§ **Material to process**
________

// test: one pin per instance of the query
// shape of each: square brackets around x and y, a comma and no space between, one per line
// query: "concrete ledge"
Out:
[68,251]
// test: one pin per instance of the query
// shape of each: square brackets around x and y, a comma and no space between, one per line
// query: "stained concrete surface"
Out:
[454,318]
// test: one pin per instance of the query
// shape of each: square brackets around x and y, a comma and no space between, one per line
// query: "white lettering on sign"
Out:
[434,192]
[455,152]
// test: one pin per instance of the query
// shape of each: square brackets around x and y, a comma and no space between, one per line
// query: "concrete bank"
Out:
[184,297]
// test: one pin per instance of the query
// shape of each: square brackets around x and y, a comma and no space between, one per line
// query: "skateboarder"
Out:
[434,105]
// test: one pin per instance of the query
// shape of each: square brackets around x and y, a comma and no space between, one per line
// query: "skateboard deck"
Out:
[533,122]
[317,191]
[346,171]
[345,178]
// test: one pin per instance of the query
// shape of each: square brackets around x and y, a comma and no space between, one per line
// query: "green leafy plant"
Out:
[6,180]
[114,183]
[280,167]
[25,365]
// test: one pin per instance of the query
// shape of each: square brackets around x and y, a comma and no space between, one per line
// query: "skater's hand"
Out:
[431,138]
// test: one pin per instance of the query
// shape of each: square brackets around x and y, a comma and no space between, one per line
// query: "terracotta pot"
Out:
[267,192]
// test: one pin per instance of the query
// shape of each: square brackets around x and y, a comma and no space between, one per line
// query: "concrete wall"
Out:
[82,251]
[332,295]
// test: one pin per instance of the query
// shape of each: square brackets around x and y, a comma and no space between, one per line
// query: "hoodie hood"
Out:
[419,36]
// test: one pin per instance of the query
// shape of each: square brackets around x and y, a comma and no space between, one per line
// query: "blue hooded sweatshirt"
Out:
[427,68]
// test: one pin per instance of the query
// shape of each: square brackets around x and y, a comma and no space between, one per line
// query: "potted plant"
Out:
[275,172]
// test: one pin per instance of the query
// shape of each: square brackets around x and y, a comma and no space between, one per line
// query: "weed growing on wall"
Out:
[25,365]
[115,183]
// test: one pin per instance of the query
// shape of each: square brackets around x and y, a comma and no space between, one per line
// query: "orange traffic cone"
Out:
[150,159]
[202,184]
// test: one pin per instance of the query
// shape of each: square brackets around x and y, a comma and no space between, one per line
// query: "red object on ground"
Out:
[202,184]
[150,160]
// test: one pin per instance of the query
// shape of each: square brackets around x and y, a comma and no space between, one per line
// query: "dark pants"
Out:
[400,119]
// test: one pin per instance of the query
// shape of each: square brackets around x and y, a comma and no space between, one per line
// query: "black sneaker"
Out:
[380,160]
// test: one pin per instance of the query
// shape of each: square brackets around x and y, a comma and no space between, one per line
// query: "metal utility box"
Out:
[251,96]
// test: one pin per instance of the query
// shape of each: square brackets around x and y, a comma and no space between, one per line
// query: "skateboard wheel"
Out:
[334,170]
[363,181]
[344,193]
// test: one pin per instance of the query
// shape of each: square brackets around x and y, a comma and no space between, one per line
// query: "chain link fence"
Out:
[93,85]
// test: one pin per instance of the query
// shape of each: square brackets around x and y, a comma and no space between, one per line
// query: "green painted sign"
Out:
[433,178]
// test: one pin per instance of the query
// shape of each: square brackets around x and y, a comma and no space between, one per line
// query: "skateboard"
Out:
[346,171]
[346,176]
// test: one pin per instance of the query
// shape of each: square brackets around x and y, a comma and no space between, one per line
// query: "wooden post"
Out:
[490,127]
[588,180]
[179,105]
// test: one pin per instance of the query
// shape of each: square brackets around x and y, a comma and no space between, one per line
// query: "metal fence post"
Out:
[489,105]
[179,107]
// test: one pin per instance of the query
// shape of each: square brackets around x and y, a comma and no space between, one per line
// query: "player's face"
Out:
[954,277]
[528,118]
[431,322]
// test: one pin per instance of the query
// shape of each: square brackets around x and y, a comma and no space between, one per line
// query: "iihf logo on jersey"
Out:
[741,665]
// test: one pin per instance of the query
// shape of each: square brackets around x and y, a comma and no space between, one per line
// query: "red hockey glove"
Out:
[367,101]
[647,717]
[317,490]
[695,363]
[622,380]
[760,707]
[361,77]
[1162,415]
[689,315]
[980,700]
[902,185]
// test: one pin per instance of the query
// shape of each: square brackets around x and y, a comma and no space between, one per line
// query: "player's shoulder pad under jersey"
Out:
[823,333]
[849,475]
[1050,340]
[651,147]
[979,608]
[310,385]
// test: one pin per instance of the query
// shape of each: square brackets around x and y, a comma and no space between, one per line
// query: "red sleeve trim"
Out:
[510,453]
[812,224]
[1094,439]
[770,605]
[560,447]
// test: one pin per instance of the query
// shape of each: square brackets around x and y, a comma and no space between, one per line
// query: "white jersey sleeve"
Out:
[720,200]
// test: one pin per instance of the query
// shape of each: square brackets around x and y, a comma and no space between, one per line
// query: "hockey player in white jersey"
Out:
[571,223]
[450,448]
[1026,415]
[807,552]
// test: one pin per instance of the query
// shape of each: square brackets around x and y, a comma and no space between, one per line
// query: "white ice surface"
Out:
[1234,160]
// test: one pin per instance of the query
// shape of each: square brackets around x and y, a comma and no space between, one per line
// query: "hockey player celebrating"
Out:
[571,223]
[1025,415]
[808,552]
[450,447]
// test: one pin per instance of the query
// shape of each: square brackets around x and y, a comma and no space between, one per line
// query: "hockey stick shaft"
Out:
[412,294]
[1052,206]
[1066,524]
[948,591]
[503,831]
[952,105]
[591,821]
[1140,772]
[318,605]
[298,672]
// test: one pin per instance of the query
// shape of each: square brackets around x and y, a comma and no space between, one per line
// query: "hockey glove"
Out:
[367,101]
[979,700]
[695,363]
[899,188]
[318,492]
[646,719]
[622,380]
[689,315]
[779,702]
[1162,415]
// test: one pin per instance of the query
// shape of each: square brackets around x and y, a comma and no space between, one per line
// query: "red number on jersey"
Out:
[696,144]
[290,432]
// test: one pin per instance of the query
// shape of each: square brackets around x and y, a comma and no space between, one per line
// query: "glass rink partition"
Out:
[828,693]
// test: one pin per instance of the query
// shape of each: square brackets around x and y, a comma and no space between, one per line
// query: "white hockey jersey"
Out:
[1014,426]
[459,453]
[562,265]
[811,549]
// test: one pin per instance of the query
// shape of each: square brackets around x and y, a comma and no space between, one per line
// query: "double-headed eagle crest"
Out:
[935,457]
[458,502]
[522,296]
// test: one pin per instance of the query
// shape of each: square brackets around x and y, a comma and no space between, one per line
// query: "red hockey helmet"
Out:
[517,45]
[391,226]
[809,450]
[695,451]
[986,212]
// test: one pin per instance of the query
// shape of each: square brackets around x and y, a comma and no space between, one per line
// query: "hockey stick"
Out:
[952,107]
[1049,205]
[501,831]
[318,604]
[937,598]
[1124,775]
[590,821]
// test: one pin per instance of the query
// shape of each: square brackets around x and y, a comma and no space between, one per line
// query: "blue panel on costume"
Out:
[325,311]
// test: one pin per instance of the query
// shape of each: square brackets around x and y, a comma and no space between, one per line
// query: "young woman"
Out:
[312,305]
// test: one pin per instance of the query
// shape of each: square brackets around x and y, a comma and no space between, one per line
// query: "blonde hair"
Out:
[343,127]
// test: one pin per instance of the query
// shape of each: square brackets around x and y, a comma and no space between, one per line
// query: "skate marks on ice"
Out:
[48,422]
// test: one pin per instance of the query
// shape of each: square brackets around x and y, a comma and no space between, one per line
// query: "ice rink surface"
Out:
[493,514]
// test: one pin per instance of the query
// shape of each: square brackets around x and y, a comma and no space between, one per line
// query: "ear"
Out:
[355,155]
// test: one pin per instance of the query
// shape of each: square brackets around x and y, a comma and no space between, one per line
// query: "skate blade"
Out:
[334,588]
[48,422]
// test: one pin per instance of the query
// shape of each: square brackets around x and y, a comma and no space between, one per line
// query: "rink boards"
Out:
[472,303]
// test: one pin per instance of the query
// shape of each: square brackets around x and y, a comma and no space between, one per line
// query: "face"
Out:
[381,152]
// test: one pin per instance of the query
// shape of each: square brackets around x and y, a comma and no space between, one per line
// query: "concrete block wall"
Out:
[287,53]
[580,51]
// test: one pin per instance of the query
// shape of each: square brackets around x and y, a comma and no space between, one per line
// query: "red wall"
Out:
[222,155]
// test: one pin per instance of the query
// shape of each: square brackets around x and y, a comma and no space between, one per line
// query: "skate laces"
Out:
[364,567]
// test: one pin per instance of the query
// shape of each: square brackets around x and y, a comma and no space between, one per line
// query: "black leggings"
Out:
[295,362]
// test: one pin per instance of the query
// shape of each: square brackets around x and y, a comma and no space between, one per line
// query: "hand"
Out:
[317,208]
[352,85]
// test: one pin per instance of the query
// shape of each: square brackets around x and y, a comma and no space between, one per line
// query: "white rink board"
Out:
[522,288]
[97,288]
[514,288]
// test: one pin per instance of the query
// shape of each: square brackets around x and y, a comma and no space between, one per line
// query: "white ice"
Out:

________

§ **What is asked**
Copy out every line above that contains the word "concrete". Case counts.

§ **The reply**
// query: "concrete ledge"
// query: "stained concrete surface"
// query: "concrete bank"
// query: "concrete wall"
// query: "concrete block wall"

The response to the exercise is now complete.